▶ **RECORDS SUPPLIED**:

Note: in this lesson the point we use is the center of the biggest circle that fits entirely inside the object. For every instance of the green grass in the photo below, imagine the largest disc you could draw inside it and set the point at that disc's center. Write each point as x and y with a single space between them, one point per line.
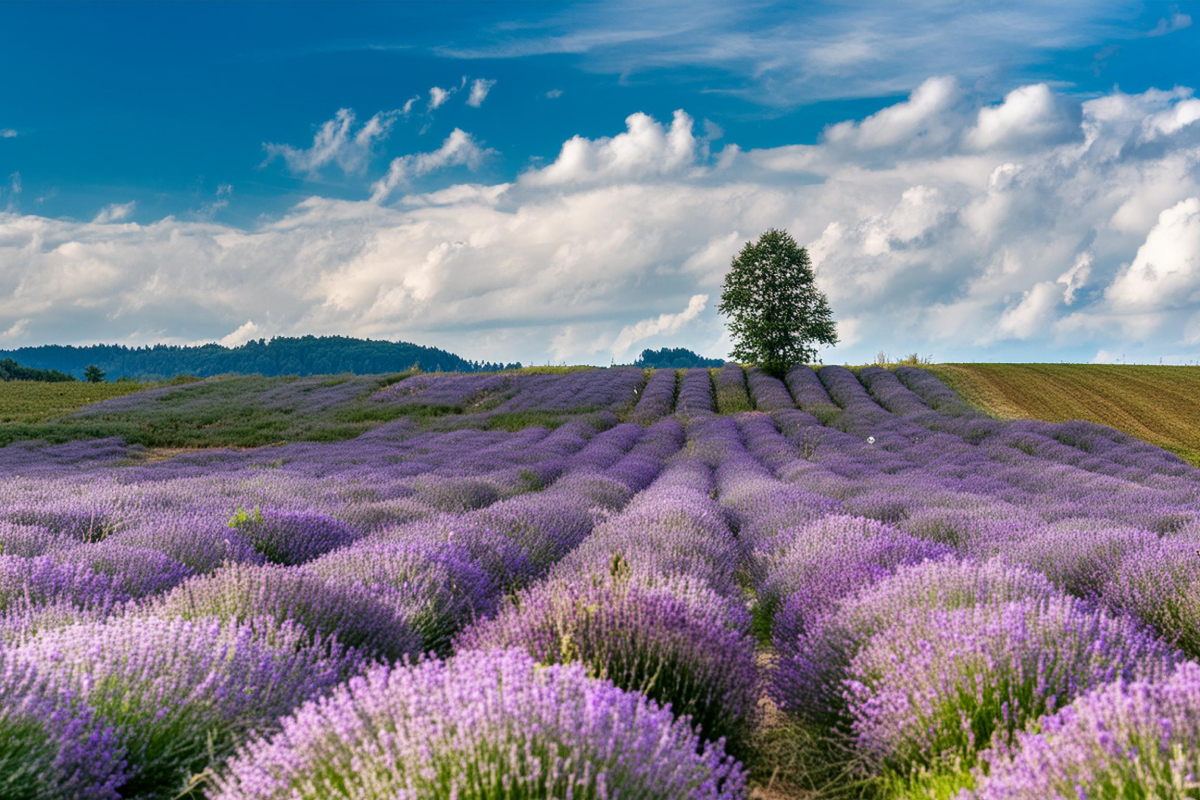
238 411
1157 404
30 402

--

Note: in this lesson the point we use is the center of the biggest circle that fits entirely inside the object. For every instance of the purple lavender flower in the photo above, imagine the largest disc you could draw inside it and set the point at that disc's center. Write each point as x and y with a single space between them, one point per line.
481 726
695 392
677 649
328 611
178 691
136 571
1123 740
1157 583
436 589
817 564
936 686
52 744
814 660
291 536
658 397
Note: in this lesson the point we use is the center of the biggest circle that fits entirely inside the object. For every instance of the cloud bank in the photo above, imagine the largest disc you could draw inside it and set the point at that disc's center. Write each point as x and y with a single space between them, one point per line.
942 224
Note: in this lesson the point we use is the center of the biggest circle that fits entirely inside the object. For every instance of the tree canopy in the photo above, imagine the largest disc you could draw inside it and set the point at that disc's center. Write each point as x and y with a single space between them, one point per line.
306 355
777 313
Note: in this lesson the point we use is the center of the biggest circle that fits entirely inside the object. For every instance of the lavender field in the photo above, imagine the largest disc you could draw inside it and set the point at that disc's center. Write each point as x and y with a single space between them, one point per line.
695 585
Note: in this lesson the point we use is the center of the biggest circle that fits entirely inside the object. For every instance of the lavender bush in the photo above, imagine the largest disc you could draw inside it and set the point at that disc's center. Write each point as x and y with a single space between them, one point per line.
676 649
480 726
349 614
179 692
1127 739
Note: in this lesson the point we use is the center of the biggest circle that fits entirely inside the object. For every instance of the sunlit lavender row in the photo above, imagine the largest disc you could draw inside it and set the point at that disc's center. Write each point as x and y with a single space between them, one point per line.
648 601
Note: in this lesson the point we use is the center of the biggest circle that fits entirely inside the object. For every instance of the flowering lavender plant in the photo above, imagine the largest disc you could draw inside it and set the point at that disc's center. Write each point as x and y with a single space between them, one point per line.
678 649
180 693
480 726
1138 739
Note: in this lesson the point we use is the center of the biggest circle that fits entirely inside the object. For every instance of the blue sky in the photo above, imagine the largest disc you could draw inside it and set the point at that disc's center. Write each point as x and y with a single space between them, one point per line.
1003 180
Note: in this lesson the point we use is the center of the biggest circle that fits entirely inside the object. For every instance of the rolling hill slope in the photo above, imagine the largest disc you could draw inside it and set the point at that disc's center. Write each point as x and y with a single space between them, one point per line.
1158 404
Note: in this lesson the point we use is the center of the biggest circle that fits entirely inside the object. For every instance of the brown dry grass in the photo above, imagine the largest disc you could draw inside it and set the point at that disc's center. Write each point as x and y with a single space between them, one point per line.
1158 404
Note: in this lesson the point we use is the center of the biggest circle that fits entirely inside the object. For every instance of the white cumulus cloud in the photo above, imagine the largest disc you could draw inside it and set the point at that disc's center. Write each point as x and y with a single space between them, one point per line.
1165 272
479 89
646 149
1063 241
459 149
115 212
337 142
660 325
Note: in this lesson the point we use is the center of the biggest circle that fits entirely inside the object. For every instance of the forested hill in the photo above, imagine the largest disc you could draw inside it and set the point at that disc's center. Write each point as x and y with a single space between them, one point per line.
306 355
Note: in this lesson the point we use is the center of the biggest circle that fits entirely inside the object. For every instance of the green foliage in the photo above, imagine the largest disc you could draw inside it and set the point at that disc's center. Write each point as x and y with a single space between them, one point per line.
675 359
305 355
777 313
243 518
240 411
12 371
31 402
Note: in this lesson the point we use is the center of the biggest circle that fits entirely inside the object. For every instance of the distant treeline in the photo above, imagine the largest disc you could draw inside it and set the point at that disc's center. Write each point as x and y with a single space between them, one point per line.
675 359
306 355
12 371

---

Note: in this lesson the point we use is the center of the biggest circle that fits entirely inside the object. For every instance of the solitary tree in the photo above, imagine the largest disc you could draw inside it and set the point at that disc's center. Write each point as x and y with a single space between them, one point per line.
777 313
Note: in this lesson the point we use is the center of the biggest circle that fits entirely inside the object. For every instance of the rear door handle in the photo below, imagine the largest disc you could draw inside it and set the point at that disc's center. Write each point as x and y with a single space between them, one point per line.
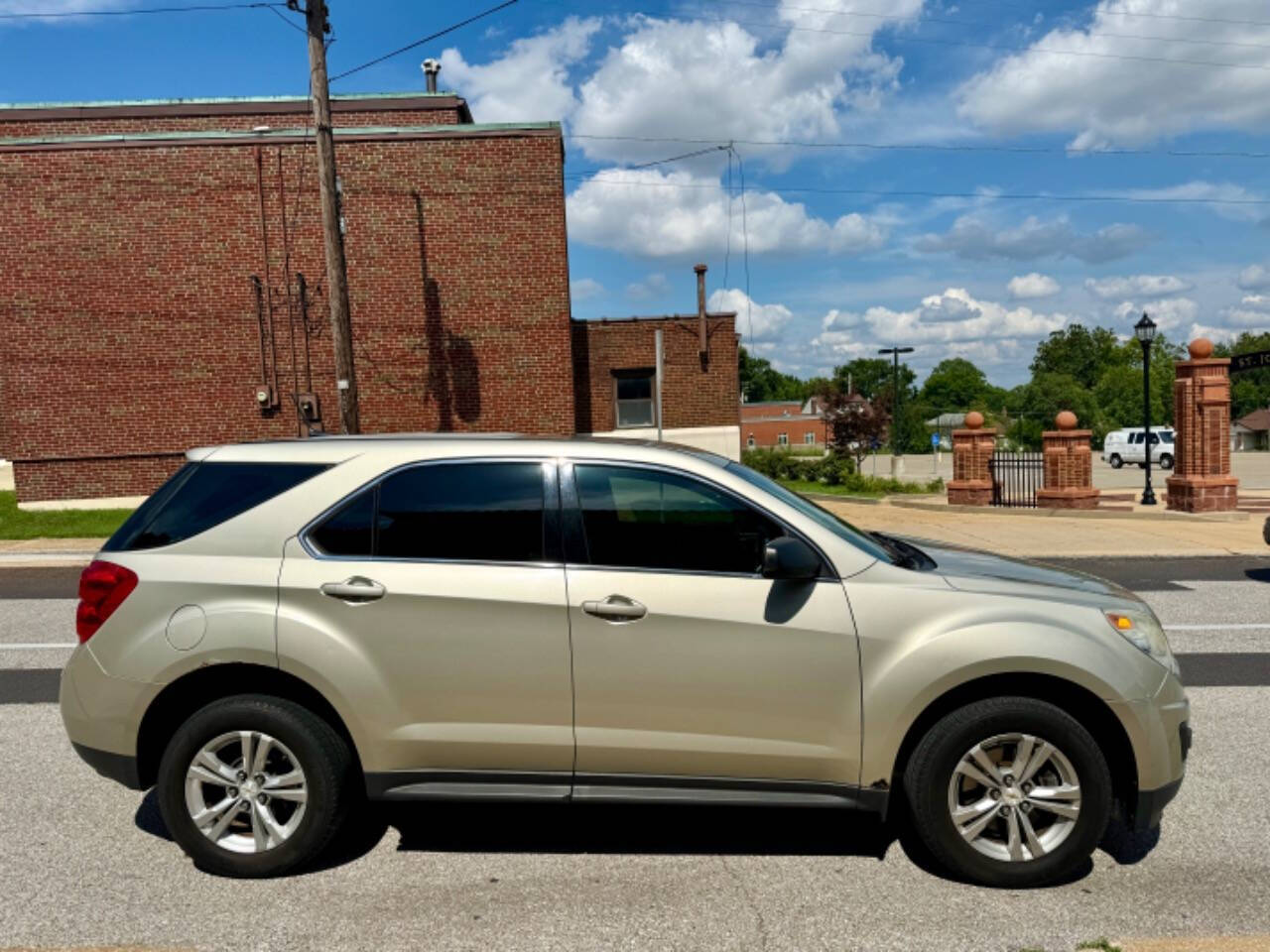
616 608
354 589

▶ **GIVEN TASK**: Pick out every line in the items above that contains the word "hill", and copy each of those lines.

▶ **COMPLETE OUTPUT**:
Note: in this lesson the point we use is the center of the biggest circle that fits entirely inside the object. For every instance of the rolling hill slope in the photo above, imagine the largest disc you could draw inside it and set the point at that disc's center. Write each point as x and y with a single space between them, one point per line.
Note: in this lesson the point we use is the center of the biggest circle that fits entirely inside the object. For every instance of the forested hill in the photo above, imagine the largest disc you could draw inside it and set the point at that disc's center. Write each point as x and y with a single space between them, one point per line.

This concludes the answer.